[Page]
What most impressed me about this film was that I learned about and saw beautiful pictures of countless species I never even knew existed before. To be 38 years old and see a species on this planet you've never seen before is pretty cool. Additionally, I learned a lot about the habits of many of these creatures that I had no clue about.
In sum, great entertainment for adults. You cannot leave without learning something new. Also a wonderful, highly entertaining film for children.
This is one of the finest examples of underwater photography ever. I'm a diver and have visited some of these places, and this will give anyone a first hand look at what goes on underwater. The colors are true and the sounds are incredible. I'm very glad to have been able to see it. I'm told that the IMAX cameras weigh in at 1500 pounds. Even underwater with neutral buoyancy, moving those cameras about must have been a real challenge. The narrators do a wonderful job of keeping the film interesting for non divers by questioning each other, and then answering those questions in a revealing manner. This film is suitable for grade school children through adults. A great endeavor.
Even the best of undersea documentaries are still viewed on a screen
50' or more away, not to mention the flat, often grainy screen. "Deep
Sea" (3D) shrinks that 50' to a few feet, and in some cases, inches,
and brings you scuba-diver-close to crystal clear coral, fish and
shellfish, sharks, and even whales.
Undersea images are not just presented to you. You are in their element. You are among them . . .literally surrounded by them. The crystal clear images hovering over the seat in front of you beg you to reach out and touch them. I found myself pointing to small details on coral or fish as my wife and we spoke in awed tones at what we were seeing.
I would think that children would find this easy to take, also. There was a little bit of this-eating-that going on, but nothing really stressful. This is a serious, high quality use of the 3D medium to bring you up close and personal to life in the deep in a way you would never imagine is possible. Bravo!

[Exercise tasks]
1: For each statement about the reviews, say yes or no and quote the words that decide it: (a) The reviewer who dives has been to some of the places in the film. (b) The IMAX cameras are said to weigh 500 pounds. (c) The film is described as suitable only for adults.
2: According to the reviews, how do the narrators keep the film interesting for non-divers?
3: Return the passage of the reviews that begins at the words "Even the best" and stops after "we were seeing.".
Rely on the reviews alone.

[Collection entries]
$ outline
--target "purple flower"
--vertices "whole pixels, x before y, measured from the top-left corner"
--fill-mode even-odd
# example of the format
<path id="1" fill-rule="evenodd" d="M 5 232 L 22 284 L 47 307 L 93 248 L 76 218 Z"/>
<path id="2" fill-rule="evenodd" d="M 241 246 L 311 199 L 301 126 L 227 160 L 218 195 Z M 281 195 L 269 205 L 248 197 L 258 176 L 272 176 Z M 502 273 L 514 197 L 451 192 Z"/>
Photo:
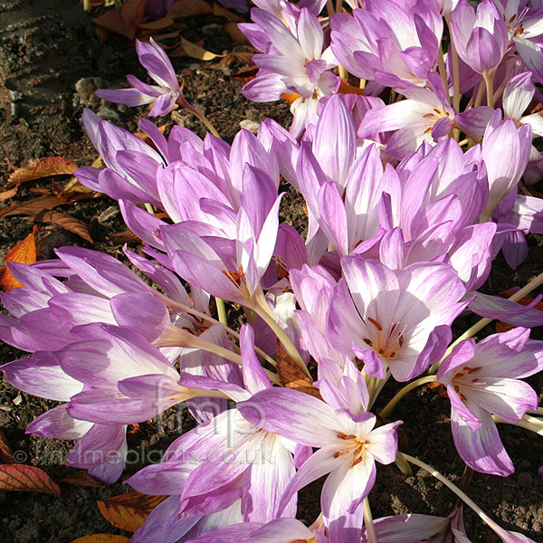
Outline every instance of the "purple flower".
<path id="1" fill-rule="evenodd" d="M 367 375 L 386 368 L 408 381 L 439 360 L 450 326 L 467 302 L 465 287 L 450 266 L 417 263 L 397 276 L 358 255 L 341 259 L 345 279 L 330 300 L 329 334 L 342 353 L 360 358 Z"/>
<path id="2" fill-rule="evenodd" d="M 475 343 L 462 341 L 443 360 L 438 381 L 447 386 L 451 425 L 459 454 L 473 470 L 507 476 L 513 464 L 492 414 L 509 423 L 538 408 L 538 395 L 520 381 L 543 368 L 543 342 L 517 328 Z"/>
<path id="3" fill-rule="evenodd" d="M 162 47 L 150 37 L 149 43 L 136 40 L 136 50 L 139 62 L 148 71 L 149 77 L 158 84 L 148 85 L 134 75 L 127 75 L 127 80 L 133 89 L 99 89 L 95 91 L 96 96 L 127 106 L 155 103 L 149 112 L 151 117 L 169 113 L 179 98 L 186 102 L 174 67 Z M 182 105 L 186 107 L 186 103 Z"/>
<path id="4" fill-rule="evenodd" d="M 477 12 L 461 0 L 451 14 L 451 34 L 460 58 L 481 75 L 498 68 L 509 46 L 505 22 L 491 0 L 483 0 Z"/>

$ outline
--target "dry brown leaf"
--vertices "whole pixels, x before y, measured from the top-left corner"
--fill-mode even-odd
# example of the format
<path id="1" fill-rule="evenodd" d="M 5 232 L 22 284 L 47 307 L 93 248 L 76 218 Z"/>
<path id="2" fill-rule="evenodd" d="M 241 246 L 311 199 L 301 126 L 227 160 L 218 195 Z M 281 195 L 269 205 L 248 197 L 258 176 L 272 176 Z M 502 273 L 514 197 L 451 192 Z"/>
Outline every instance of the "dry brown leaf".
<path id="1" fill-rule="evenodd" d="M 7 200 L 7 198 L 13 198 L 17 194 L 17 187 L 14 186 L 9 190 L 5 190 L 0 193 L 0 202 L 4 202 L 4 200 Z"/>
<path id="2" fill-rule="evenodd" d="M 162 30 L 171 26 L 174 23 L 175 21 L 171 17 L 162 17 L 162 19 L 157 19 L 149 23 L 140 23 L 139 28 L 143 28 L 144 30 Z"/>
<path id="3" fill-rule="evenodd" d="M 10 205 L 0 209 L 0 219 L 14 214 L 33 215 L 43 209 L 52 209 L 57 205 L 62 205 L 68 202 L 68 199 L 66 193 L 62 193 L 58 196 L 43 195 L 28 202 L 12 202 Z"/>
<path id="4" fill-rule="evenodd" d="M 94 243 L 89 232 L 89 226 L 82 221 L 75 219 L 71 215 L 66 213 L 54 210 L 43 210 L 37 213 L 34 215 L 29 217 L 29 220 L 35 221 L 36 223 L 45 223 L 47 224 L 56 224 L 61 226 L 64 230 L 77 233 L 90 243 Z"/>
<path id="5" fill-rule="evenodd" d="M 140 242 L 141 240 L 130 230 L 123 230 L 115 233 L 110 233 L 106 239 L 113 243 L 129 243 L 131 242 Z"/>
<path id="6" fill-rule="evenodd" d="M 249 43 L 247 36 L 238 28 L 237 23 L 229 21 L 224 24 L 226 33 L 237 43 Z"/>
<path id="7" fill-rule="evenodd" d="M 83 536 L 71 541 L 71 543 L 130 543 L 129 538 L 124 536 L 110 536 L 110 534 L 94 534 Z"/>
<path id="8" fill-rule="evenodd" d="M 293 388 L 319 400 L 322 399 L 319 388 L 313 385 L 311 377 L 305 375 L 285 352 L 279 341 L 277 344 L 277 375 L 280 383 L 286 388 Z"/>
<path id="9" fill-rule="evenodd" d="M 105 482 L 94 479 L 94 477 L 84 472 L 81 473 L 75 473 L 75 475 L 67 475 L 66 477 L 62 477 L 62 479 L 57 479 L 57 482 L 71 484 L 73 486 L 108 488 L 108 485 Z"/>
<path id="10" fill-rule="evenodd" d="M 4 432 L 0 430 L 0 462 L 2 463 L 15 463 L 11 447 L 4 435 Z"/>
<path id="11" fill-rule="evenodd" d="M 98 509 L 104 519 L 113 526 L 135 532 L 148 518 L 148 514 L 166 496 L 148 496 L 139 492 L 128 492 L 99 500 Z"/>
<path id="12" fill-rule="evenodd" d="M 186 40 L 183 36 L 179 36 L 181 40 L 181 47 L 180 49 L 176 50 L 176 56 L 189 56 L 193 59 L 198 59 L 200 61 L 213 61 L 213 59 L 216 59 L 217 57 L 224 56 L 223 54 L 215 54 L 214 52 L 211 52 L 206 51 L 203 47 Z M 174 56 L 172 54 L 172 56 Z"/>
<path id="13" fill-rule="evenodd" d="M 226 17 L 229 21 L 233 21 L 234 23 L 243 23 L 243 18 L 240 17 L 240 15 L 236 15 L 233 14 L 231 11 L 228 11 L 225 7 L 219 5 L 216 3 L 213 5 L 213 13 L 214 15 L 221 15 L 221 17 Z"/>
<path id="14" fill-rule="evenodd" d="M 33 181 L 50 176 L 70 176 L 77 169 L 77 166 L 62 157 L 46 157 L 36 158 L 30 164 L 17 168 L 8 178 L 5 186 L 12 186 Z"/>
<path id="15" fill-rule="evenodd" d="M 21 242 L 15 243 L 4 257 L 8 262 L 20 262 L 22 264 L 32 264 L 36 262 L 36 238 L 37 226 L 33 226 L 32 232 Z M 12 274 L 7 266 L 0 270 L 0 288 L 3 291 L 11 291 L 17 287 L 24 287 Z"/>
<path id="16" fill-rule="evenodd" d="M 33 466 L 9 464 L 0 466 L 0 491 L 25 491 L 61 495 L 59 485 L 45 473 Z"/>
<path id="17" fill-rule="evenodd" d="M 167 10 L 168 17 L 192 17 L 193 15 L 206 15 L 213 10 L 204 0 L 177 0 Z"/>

[The responses]
1:
(a) Yes: "I'm a diver and have visited some of these places"
(b) No: "I'm told that the IMAX cameras weigh in at 1500 pounds."
(c) No: "This film is suitable for grade school children through adults."

2: They question each other and then answer those questions in a revealing manner.

3:
Even the best of undersea documentaries are still viewed on a screen
50' or more away, not to mention the flat, often grainy screen. "Deep
Sea" (3D) shrinks that 50' to a few feet, and in some cases, inches,
and brings you scuba-diver-close to crystal clear coral, fish and
shellfish, sharks, and even whales.
Undersea images are not just presented to you. You are in their element. You are among them . . .literally surrounded by them. The crystal clear images hovering over the seat in front of you beg you to reach out and touch them. I found myself pointing to small details on coral or fish as my wife and we spoke in awed tones at what we were seeing.